[Source material — start]

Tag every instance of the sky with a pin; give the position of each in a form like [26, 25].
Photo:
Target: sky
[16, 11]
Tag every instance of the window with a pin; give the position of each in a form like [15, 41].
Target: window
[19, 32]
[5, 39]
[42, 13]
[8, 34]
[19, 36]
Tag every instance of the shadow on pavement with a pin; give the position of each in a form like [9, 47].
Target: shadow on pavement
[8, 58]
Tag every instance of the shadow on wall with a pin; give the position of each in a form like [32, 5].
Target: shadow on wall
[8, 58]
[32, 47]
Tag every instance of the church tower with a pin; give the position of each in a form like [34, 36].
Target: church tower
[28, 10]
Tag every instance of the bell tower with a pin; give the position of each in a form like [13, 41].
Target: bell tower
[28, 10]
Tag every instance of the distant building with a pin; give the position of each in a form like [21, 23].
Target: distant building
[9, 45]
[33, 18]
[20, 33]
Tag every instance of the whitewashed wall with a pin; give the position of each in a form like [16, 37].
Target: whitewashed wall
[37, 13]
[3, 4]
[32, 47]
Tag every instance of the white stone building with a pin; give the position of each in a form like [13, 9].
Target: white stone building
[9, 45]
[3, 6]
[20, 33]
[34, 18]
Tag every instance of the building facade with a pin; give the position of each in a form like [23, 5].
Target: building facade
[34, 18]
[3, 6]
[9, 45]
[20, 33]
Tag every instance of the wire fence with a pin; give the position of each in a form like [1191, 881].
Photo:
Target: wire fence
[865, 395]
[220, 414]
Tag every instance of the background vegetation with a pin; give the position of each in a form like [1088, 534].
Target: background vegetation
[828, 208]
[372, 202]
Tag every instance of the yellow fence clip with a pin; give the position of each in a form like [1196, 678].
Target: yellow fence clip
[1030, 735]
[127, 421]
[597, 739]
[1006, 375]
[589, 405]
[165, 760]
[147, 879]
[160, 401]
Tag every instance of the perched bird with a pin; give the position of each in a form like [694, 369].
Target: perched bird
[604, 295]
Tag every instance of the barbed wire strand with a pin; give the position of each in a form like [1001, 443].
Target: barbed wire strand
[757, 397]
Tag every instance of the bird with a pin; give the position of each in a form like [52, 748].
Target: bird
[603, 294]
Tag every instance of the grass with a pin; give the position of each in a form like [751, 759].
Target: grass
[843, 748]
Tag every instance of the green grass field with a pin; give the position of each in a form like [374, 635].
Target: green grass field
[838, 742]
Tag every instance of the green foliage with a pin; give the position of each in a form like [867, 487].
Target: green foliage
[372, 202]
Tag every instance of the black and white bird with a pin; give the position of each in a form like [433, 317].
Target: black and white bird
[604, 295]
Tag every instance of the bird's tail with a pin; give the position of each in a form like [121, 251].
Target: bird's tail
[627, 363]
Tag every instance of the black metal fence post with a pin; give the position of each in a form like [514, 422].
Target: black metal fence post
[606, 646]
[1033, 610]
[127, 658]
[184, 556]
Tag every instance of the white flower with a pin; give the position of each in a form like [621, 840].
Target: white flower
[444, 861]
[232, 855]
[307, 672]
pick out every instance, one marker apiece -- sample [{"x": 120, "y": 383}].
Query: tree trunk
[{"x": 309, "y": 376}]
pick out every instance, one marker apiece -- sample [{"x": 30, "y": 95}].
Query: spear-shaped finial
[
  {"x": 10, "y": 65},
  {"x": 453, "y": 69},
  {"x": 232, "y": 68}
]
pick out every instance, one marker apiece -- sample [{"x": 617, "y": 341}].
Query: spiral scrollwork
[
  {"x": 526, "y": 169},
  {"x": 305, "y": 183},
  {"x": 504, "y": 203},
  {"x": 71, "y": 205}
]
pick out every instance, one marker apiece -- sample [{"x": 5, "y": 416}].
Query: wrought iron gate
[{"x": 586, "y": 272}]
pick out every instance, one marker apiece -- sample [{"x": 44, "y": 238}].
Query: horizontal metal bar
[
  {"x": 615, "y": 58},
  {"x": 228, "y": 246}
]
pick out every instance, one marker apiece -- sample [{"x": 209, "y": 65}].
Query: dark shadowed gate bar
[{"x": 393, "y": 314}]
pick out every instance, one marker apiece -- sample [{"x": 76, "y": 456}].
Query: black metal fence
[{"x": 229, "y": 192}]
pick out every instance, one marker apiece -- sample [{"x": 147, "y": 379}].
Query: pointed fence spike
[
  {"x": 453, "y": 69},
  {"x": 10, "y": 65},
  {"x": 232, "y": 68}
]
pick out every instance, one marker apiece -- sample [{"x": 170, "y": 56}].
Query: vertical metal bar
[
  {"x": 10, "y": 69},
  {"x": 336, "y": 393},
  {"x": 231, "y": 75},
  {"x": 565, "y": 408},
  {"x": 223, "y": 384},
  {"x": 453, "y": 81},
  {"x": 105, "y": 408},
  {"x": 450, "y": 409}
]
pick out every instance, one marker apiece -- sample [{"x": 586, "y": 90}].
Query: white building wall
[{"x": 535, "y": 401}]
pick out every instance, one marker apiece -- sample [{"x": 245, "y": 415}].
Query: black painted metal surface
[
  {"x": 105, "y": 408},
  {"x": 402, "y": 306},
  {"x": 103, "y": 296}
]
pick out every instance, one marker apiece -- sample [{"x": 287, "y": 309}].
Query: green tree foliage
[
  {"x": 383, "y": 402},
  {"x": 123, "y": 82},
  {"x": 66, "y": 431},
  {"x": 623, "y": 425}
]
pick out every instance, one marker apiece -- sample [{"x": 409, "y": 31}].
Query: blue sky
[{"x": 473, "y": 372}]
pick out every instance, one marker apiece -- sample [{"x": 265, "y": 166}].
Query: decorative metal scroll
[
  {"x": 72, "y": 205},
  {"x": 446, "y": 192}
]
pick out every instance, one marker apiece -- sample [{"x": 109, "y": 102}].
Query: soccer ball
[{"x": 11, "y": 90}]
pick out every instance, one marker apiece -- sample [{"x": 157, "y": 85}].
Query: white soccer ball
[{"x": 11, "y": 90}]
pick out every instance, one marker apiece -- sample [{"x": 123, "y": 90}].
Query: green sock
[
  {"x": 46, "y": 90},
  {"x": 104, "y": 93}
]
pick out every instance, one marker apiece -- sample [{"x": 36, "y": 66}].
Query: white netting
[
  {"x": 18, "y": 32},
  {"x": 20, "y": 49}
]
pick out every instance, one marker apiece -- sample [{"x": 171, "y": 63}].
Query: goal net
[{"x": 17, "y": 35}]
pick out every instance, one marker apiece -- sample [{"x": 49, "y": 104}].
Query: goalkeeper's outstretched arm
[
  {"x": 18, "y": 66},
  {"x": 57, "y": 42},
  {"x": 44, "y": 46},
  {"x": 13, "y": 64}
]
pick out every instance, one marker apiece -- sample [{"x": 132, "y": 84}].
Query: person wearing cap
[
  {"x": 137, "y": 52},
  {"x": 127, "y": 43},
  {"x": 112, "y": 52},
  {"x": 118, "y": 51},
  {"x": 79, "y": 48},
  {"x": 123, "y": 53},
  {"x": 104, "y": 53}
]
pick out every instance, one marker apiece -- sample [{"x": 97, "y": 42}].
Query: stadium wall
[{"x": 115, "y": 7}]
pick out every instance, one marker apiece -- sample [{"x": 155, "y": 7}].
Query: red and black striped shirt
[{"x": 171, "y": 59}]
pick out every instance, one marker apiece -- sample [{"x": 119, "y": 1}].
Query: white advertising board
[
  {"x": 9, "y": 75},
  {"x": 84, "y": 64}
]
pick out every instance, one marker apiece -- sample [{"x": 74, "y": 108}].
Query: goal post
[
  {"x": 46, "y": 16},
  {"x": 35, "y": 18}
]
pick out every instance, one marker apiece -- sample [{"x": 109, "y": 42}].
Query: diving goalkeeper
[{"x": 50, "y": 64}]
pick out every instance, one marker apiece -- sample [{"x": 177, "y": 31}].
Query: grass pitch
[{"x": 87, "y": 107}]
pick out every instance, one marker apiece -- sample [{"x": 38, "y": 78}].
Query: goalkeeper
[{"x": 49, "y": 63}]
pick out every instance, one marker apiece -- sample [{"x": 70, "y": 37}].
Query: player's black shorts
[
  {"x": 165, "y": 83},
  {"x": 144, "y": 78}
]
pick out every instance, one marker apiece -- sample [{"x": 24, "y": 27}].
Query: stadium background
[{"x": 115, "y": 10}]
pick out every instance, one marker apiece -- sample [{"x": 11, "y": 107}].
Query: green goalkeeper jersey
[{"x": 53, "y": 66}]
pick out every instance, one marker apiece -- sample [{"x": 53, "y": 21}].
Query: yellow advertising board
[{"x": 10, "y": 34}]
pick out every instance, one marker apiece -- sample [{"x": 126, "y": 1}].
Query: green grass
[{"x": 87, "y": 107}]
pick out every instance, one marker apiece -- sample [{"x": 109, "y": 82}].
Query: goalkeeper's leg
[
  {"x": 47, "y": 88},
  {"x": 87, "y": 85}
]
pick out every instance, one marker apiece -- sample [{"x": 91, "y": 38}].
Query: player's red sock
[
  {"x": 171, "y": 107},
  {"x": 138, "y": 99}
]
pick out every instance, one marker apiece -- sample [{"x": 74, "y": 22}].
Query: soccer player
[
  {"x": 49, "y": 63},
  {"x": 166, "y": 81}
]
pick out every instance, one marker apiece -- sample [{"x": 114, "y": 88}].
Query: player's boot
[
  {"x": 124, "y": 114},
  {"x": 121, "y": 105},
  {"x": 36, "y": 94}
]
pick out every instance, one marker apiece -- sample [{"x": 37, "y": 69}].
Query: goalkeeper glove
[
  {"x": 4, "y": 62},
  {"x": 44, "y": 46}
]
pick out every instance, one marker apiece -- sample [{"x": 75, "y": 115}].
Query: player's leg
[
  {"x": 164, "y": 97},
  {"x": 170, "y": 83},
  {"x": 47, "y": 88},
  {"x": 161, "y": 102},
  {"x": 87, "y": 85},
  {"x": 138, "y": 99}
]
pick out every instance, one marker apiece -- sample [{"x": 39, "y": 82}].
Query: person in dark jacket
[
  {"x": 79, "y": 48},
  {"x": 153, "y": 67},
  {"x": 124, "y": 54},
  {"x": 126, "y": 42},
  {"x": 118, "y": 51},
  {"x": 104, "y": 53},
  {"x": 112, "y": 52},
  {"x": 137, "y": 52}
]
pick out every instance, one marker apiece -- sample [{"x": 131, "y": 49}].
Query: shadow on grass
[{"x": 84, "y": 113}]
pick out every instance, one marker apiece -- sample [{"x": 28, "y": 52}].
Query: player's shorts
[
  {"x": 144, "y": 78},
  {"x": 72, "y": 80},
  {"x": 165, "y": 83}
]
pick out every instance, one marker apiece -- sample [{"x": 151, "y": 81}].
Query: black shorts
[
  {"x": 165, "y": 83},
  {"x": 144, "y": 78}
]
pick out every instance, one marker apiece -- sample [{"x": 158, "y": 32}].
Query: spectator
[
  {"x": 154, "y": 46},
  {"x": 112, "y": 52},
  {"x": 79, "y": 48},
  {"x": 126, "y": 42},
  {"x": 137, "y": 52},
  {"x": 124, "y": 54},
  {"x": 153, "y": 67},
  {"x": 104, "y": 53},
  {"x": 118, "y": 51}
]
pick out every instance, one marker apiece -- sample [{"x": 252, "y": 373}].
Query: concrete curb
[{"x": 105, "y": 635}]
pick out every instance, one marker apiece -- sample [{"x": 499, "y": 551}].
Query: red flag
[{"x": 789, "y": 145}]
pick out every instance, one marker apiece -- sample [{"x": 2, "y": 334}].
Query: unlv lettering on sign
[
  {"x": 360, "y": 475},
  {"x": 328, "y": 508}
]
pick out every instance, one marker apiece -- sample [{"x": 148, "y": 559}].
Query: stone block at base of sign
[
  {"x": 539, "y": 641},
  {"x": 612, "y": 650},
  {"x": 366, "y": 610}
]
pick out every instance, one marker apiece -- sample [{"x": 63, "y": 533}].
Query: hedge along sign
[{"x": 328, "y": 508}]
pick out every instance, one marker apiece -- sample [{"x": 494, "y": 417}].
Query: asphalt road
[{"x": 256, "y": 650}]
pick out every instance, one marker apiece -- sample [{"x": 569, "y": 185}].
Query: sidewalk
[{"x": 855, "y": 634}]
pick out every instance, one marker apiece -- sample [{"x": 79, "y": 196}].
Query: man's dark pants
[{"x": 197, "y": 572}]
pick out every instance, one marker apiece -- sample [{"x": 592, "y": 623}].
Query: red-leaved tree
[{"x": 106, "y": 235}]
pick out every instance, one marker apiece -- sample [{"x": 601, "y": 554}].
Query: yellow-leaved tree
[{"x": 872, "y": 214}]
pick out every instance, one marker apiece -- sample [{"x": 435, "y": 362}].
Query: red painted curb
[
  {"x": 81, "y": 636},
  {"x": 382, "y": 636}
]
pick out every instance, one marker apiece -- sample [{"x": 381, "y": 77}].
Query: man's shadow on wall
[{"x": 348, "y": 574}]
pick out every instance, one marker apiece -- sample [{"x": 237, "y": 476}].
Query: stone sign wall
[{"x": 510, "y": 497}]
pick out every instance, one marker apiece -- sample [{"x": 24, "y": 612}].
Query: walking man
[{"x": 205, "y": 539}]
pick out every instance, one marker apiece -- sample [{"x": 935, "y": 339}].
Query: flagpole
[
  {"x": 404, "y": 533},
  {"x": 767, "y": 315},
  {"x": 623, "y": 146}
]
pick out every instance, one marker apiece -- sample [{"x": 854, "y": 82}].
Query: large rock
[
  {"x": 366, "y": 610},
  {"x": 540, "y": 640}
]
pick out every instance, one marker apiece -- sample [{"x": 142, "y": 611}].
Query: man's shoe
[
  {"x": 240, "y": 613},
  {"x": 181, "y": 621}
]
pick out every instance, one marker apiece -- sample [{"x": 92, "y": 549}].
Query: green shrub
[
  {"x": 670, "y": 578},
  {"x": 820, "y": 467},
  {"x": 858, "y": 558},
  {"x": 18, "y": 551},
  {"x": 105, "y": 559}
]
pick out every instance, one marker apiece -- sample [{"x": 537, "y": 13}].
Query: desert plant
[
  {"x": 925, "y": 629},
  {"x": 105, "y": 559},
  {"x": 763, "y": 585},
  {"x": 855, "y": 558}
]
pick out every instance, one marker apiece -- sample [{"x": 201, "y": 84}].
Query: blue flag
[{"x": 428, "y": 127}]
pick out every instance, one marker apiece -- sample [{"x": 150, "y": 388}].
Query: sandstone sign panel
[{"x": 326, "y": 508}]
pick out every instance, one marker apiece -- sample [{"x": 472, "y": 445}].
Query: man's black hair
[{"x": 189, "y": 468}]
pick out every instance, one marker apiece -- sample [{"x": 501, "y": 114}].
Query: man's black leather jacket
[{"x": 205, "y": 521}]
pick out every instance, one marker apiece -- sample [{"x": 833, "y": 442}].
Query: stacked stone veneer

[Source material — finish]

▶ **Exercise description**
The output should be exactly the lines above from the line containing "Target: wire fence" to the line containing "Tag every instance of the yellow", inclusive, with no other lines.

▶ **Exercise answer**
Target: wire fence
[865, 395]
[220, 414]
Tag every instance of the background vegetation with a pin; give the position of each in a form like [1088, 534].
Target: background vegetation
[828, 208]
[372, 202]
Tag every instance of the yellow fence clip with a pin; give the position of each in a form like [1196, 678].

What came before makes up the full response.